-- START OF Available records --

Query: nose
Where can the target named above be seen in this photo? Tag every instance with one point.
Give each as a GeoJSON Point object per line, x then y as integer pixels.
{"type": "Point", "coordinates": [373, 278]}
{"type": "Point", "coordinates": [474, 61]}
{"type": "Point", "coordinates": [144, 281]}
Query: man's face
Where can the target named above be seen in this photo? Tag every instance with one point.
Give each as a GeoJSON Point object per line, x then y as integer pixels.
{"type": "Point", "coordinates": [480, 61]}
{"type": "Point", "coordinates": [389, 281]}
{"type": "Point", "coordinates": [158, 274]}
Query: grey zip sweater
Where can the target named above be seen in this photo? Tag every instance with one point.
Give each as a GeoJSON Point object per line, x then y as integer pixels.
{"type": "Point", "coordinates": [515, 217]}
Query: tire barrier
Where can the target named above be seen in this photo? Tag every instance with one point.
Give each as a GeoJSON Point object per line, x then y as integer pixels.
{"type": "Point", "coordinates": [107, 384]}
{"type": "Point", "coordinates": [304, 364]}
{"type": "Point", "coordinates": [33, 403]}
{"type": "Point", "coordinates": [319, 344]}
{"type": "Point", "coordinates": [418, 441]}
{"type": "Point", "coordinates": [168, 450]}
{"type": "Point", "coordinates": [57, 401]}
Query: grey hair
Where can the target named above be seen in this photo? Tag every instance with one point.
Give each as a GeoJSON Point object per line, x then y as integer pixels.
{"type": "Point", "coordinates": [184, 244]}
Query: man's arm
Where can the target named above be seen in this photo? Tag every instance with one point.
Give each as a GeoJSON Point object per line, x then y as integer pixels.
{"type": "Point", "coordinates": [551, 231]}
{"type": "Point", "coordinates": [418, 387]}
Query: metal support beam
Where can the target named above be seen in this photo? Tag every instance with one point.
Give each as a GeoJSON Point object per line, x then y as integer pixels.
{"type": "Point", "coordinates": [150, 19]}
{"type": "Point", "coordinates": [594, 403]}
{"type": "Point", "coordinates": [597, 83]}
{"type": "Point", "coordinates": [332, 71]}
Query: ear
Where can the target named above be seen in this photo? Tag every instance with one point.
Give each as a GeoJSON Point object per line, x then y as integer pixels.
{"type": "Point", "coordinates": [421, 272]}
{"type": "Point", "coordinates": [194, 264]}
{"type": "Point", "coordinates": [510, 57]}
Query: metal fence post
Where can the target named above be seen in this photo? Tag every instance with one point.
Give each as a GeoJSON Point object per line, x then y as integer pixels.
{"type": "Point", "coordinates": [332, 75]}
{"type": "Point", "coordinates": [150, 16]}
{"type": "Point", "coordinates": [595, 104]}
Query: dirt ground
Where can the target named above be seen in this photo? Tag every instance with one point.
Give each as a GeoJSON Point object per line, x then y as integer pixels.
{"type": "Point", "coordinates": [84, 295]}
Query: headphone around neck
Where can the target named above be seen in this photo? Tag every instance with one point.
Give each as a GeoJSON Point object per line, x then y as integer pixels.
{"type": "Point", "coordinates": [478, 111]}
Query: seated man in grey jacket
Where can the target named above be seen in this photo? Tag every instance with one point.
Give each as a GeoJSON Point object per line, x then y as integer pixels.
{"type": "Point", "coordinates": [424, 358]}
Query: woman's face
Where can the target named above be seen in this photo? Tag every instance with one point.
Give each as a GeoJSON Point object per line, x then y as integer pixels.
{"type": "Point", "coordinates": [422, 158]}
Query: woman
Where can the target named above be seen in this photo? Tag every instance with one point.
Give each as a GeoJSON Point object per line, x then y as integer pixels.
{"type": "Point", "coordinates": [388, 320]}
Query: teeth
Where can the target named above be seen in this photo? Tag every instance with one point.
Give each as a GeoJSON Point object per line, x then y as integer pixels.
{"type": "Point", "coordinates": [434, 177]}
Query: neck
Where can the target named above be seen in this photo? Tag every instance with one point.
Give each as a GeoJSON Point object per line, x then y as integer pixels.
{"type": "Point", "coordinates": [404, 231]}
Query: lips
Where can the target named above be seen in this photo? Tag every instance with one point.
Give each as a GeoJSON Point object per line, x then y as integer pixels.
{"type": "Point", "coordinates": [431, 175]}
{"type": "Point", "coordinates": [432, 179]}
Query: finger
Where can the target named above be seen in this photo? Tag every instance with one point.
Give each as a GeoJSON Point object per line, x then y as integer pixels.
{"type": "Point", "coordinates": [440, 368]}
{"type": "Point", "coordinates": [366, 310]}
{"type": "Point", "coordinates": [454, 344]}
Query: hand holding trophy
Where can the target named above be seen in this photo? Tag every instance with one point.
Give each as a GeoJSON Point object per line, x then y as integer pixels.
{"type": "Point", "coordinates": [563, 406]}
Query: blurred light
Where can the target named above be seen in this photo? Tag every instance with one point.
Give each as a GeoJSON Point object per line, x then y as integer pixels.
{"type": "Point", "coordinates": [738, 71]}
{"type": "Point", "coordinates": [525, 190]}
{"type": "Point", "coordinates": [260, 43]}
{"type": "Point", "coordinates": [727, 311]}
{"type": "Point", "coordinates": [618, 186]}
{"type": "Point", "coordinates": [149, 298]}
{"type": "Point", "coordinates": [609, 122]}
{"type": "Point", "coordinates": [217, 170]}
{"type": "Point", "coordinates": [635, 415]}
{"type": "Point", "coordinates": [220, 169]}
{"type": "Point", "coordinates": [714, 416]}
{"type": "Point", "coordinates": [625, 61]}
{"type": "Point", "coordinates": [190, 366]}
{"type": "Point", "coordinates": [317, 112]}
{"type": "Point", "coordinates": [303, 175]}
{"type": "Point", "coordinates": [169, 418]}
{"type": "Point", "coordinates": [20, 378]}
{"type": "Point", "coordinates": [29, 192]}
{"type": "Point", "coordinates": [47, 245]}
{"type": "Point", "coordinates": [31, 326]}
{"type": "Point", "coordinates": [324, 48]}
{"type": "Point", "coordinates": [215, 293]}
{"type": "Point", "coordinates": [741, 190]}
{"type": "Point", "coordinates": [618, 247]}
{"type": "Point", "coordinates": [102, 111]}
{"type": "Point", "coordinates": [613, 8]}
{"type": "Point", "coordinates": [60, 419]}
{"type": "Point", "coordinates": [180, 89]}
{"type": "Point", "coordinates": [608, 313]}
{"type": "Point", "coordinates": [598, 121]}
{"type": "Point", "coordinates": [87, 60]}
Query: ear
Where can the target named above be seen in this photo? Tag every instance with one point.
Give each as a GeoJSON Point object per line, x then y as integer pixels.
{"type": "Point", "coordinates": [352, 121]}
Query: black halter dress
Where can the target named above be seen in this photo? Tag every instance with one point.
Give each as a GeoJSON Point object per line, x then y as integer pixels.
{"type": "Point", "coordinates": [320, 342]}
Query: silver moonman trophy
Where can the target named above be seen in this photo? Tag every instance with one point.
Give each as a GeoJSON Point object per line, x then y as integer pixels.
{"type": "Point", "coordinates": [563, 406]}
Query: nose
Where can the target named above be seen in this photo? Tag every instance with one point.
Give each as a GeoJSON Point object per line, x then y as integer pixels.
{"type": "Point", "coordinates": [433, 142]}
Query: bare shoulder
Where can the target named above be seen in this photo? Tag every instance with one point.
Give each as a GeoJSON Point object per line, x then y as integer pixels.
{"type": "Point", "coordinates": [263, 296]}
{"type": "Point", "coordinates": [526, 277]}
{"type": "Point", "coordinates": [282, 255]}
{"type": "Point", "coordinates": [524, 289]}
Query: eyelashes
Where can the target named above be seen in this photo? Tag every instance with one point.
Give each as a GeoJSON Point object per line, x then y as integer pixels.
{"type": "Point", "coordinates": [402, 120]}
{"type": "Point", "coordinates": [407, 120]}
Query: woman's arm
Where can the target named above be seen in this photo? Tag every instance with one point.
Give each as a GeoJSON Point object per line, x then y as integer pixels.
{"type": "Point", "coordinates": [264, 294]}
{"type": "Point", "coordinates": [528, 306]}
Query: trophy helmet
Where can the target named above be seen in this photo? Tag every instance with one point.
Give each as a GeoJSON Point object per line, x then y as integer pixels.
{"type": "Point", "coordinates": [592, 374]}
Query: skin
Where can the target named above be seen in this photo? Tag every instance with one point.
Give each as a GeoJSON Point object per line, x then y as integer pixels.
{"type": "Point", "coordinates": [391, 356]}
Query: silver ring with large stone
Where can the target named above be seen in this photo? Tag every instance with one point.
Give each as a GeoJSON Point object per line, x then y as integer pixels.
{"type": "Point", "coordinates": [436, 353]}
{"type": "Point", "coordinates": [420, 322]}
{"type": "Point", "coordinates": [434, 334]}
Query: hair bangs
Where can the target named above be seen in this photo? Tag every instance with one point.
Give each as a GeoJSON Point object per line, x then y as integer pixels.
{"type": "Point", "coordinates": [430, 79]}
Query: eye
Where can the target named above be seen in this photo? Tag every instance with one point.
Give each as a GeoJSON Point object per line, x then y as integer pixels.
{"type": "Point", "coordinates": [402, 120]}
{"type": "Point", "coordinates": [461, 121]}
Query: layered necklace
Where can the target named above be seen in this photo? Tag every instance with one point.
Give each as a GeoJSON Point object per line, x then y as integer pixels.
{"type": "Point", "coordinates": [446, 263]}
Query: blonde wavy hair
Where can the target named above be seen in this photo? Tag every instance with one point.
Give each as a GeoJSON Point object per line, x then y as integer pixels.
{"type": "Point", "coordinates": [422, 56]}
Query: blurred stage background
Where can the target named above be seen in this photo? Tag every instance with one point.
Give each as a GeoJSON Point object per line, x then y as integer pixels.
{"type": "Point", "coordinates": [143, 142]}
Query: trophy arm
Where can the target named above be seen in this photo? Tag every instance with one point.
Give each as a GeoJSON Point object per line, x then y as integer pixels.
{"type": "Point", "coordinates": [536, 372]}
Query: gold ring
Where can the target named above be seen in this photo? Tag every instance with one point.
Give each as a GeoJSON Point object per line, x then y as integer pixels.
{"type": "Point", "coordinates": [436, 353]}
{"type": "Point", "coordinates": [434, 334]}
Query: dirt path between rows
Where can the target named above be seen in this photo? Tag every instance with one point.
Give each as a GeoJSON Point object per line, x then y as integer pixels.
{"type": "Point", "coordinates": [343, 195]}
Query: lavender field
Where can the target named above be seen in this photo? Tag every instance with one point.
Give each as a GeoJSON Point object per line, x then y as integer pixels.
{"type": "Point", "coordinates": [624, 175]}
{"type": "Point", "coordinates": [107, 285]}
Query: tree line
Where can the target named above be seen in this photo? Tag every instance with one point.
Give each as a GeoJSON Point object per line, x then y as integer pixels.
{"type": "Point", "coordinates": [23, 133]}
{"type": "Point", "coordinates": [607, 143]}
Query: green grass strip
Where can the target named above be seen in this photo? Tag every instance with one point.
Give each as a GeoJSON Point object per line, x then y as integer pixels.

-- END OF Available records --

(Directions): Write out exactly the lines of the entries above that run from the line containing "Query: layered necklace" through the last line, including both.

(Result of the task):
Query: layered necklace
Where can the target named above be seen in this photo? Tag every instance with one point.
Give each as a GeoJSON Point object per line, x then y as integer pixels.
{"type": "Point", "coordinates": [446, 263]}
Query: blonde wavy hair
Where can the target named above be seen in this photo? Tag every instance with one point.
Give each as a GeoJSON Point object per line, x then y as integer pixels.
{"type": "Point", "coordinates": [422, 56]}
Query: blurred stage background
Where can the target named above be seen in this photo? Tag every instance with one point.
Give each as a GeoJSON Point object per line, x then y as integer pixels.
{"type": "Point", "coordinates": [143, 142]}
Query: trophy arm
Where can the target named above be seen in this photo? Tag every instance with one point.
Give each as a GeoJSON Point object per line, x then y as integer pixels.
{"type": "Point", "coordinates": [536, 372]}
Query: gold ring
Where can the target named above be seen in this photo? Tag every instance with one point.
Give each as a GeoJSON Point object per line, x then y as integer pixels.
{"type": "Point", "coordinates": [436, 353]}
{"type": "Point", "coordinates": [434, 334]}
Query: dirt path between rows
Where can the target named above be seen in this photo? Tag every instance with one point.
Give each as a GeoJSON Point object per line, x then y as integer pixels.
{"type": "Point", "coordinates": [343, 195]}
Query: lavender field
Where can the target named above be seen in this photo? Tag every instance with one point.
Give each as a GeoJSON Point object per line, x then y as integer pixels.
{"type": "Point", "coordinates": [624, 175]}
{"type": "Point", "coordinates": [107, 285]}
Query: tree line
Where can the target named above be seen in this photo? Tag every instance with one point.
Give each as a GeoJSON Point object per line, x then y as integer pixels.
{"type": "Point", "coordinates": [23, 133]}
{"type": "Point", "coordinates": [607, 143]}
Query: green grass strip
Where can the target named above be seen in this photo? Tag every instance with one point.
Give each as a GeoJSON Point object per line, x then y as integer pixels.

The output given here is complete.